### ENTRIES SUPPLIED
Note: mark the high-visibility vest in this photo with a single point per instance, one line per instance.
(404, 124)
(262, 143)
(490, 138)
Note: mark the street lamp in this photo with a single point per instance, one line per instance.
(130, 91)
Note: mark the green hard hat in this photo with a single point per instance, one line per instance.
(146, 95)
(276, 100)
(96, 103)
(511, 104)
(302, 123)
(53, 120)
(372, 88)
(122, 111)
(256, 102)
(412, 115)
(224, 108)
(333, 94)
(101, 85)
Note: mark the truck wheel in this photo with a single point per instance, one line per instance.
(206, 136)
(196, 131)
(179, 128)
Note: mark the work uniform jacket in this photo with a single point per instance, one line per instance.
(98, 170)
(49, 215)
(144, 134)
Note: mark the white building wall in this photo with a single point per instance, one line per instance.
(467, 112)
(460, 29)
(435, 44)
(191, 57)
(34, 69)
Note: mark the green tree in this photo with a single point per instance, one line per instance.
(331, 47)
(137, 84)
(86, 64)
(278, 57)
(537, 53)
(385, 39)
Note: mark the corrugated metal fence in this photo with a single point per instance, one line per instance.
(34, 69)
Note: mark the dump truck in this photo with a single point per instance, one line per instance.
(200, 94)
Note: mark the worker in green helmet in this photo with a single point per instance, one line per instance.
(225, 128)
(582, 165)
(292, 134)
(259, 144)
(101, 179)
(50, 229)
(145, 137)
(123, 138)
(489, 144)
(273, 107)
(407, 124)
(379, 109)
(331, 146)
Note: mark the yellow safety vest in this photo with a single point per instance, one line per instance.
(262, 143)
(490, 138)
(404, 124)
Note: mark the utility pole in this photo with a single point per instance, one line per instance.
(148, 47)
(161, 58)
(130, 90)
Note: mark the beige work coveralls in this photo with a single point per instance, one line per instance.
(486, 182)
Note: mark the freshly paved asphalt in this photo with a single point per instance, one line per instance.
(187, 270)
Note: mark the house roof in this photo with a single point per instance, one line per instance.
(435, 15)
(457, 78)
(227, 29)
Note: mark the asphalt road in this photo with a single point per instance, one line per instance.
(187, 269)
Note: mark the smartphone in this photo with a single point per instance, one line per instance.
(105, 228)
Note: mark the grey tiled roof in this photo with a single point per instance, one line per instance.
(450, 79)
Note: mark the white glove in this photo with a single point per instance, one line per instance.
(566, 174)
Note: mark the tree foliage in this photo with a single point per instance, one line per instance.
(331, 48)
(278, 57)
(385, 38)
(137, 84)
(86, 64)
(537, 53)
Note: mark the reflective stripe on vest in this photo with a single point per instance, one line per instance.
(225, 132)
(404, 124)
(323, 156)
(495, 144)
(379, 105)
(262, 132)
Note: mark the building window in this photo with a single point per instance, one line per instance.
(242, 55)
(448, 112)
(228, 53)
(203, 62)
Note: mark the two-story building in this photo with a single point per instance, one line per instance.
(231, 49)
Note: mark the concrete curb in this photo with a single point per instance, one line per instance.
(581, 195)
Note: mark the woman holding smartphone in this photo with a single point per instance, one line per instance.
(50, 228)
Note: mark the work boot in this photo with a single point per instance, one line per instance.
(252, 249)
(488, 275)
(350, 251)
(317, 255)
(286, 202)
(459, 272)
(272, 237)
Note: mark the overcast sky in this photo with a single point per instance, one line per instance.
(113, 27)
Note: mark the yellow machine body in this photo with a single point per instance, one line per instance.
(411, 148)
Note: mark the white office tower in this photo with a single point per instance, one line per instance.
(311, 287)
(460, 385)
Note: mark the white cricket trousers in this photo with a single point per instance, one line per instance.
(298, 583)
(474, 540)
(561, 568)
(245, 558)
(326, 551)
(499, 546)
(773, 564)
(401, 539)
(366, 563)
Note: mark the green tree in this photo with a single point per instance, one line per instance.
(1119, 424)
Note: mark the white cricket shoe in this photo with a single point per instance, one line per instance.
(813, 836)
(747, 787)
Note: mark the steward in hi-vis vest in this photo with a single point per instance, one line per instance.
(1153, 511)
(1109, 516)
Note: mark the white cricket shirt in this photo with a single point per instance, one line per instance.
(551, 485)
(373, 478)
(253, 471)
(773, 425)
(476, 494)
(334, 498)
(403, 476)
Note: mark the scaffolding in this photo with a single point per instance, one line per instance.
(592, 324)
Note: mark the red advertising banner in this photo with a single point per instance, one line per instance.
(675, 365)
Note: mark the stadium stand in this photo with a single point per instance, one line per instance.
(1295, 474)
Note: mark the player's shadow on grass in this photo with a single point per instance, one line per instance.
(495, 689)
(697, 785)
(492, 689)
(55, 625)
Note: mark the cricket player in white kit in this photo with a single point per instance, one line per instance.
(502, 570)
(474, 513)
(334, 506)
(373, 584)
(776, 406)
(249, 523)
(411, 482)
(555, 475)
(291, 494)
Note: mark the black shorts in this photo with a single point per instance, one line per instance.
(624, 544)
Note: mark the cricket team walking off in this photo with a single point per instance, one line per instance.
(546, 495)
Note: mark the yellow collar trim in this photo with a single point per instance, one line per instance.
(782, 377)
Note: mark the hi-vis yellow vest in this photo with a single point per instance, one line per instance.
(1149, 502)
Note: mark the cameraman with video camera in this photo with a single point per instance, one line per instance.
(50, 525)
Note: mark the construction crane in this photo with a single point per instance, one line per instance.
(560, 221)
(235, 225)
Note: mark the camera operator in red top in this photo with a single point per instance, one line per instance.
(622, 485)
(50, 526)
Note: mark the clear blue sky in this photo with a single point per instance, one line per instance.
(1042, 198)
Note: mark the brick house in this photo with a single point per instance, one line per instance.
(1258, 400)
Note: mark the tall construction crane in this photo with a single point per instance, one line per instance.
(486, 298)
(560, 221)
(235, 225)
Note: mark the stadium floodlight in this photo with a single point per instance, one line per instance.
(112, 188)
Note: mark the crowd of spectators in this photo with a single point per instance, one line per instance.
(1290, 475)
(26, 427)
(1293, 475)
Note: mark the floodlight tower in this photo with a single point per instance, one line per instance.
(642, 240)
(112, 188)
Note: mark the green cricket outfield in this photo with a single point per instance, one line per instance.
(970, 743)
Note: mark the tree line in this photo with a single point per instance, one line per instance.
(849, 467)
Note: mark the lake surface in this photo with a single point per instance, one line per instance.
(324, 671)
######
__PROBLEM REQUIREMENTS__.
Render every row above as a single numbered list, leaving out any blank lines.

__SOLUTION TO THE PROBLEM__.
1. Note: mark the high-visibility vest in this photo with a single point per instance, one line per instance.
2. (404, 124)
3. (262, 143)
4. (490, 138)
5. Note: mark the street lamp in this photo with a single point per instance, one line per instance.
6. (130, 91)
7. Note: mark the green hard hat in this photo with a single point per instance, one line per instance.
8. (146, 95)
9. (276, 100)
10. (96, 103)
11. (511, 104)
12. (302, 123)
13. (53, 120)
14. (372, 88)
15. (122, 111)
16. (256, 102)
17. (412, 115)
18. (224, 108)
19. (333, 94)
20. (101, 85)
21. Note: mark the truck wheel in this photo with a single point per instance, one line per instance.
22. (206, 136)
23. (196, 131)
24. (179, 128)
25. Note: mark the work uniform jacket in this photo with a single point per instance, one line per instance.
26. (98, 170)
27. (49, 215)
28. (144, 134)
29. Note: mark the white building wall in this photo with a single point per instance, one line per instance.
30. (467, 112)
31. (460, 29)
32. (435, 44)
33. (191, 57)
34. (34, 69)
35. Note: mark the green tree in this photo with a single point per instance, one line per instance.
36. (331, 47)
37. (137, 84)
38. (86, 64)
39. (278, 57)
40. (537, 53)
41. (385, 39)
42. Note: mark the corrugated metal fence in this photo with a single point per instance, one line per instance.
43. (34, 69)
44. Note: mark the dump truck in this photo with a single point per instance, one line per instance.
45. (200, 94)
46. Note: mark the worker in green helmet in this photo with a single point per instance, one line per instance.
47. (225, 128)
48. (582, 165)
49. (292, 134)
50. (259, 144)
51. (101, 179)
52. (50, 229)
53. (145, 137)
54. (123, 138)
55. (489, 144)
56. (273, 107)
57. (407, 124)
58. (379, 109)
59. (331, 146)
60. Note: mark the yellow safety vest in this photo with a single point per instance, one line per instance.
61. (262, 143)
62. (490, 138)
63. (404, 124)
64. Note: mark the utility pole in this photo with a single point per instance, one line per instance.
65. (148, 47)
66. (161, 58)
67. (130, 90)
68. Note: mark the beige work coveralls in this photo with a single point per instance, one line per instance.
69. (486, 182)
70. Note: mark the freshly paved asphalt in this photo with a single point per instance, one line per instance.
71. (187, 270)
72. Note: mark the house roof in this photo with a single point per instance, one line per instance.
73. (435, 15)
74. (457, 78)
75. (227, 29)
76. Note: mark the asphalt road in this photo with a single point per instance, one line per instance.
77. (187, 269)
78. Note: mark the smartphone in this photo with a single point per instance, one line per instance.
79. (105, 228)
80. Note: mark the grey tiled roof in this photo with a single point per instance, one line per instance.
81. (450, 79)
82. Note: mark the white glove in this photo with a single point per instance, one line per instance.
83. (566, 174)
84. Note: mark the tree foliage in this photo with a single point per instance, one line per instance.
85. (331, 48)
86. (278, 57)
87. (385, 38)
88. (137, 84)
89. (86, 64)
90. (537, 53)
91. Note: mark the reflective stripe on vest in this photo with a single point per instance, one line per instance.
92. (225, 132)
93. (404, 124)
94. (323, 156)
95. (495, 144)
96. (379, 105)
97. (262, 132)
98. Note: mark the building window in this photo with a single point per instance, one line per instance.
99. (242, 55)
100. (448, 112)
101. (228, 53)
102. (203, 62)
103. Note: mark the two-story building in this photo with a single point per instance, one line per instance.
104. (231, 49)
105. Note: mark the concrete curb in this photo with a single point per instance, one line per instance.
106. (581, 195)
107. Note: mark the woman holding smartphone in this photo with a single point per instance, one line per instance.
108. (50, 228)
109. Note: mark the work boot in this photo with a single point per instance, one line per instance.
110. (252, 249)
111. (488, 275)
112. (350, 251)
113. (317, 255)
114. (286, 202)
115. (459, 272)
116. (272, 237)
117. Note: mark the overcast sky in this photo with a single point per instance, one line per instance.
118. (113, 27)
119. Note: mark the yellow machine body in this photo with a single point per instance, one line per instance.
120. (411, 148)
121. Note: mark the white office tower in this photo with a single point per instance, one line per instance.
122. (311, 287)
123. (460, 385)
124. Note: mark the white cricket trousers in this photo with a single point per instance, one line per instance.
125. (298, 583)
126. (474, 540)
127. (561, 568)
128. (245, 558)
129. (326, 551)
130. (499, 546)
131. (773, 564)
132. (401, 539)
133. (366, 563)
134. Note: mark the green tree in this photo with a single point per instance, one line per instance.
135. (1119, 424)
136. Note: mark the white cricket shoe in this photo with a single point per instance, one line per instance.
137. (813, 836)
138. (747, 787)
139. Note: mark the steward in hi-vis vest in this photo with a single point per instance, one line per instance.
140. (1153, 511)
141. (1109, 516)
142. Note: mark the white cricket shirt in this photo with a single point per instance, one line per instance.
143. (551, 485)
144. (373, 478)
145. (253, 471)
146. (773, 425)
147. (476, 494)
148. (334, 498)
149. (403, 476)
150. Note: mark the scaffolding in this photo with a single point per instance, one line per instance.
151. (592, 324)
152. Note: mark the red advertising banner in this photo with a single point per instance, one line per instance.
153. (675, 365)
154. Note: mark the stadium stand in this photo with a single point per instance, one line per instance.
155. (1295, 474)
156. Note: mark the player's shadow on grass in this photo with a single point per instance, one line per instance.
157. (495, 689)
158. (697, 785)
159. (492, 689)
160. (55, 625)
161. Note: mark the cricket player in white kit in this photo with a single point per instance, one line per instance.
162. (502, 570)
163. (474, 513)
164. (334, 506)
165. (373, 584)
166. (776, 406)
167. (249, 523)
168. (411, 482)
169. (555, 475)
170. (291, 494)
171. Note: mark the black shorts in this photo with a single point per instance, one line per instance.
172. (624, 544)
173. Note: mark the cricket team walking off in this photo with a single point per instance, one line per instance.
174. (546, 495)
175. Note: mark the yellow collar trim in this photo with a single point per instance, one line per instance.
176. (782, 377)
177. Note: mark the hi-vis yellow vest in this photo with a single point per instance, one line per instance.
178. (1149, 502)
179. Note: mark the cameraman with video camera in this photo with a single point per instance, one line per instance.
180. (50, 525)
181. Note: mark the construction crane in this photo with a single point per instance, one line per instance.
182. (560, 221)
183. (235, 225)
184. Note: mark the camera operator in red top in this photo with a single point per instance, one line per instance.
185. (622, 485)
186. (50, 526)
187. Note: mark the clear blue sky in this photo with a single point per instance, one line per instance.
188. (1042, 198)
189. Note: mark the brick house in this photo with a single point per instance, one line per instance.
190. (1258, 400)
191. Note: mark the tall construction crane in this photo with a single point per instance, one line per instance.
192. (486, 298)
193. (560, 221)
194. (235, 225)
195. Note: mark the stadium floodlight in this photo with a single point per instance, one line per instance.
196. (112, 188)
197. Note: mark the crowd of spectators in this photo with a single point per instance, one line per instance.
198. (1290, 475)
199. (26, 427)
200. (1293, 475)
201. Note: mark the floodlight tower in this photo with a single point per instance, one line per instance.
202. (642, 240)
203. (112, 188)
204. Note: mark the green cricket outfield in this photo with a single point per instance, one line per instance.
205. (970, 743)
206. Note: mark the tree line in this photo with a single point per instance, one line per instance.
207. (849, 467)
208. Note: mark the lake surface in this photo with a single point per instance, one line per instance.
209. (324, 671)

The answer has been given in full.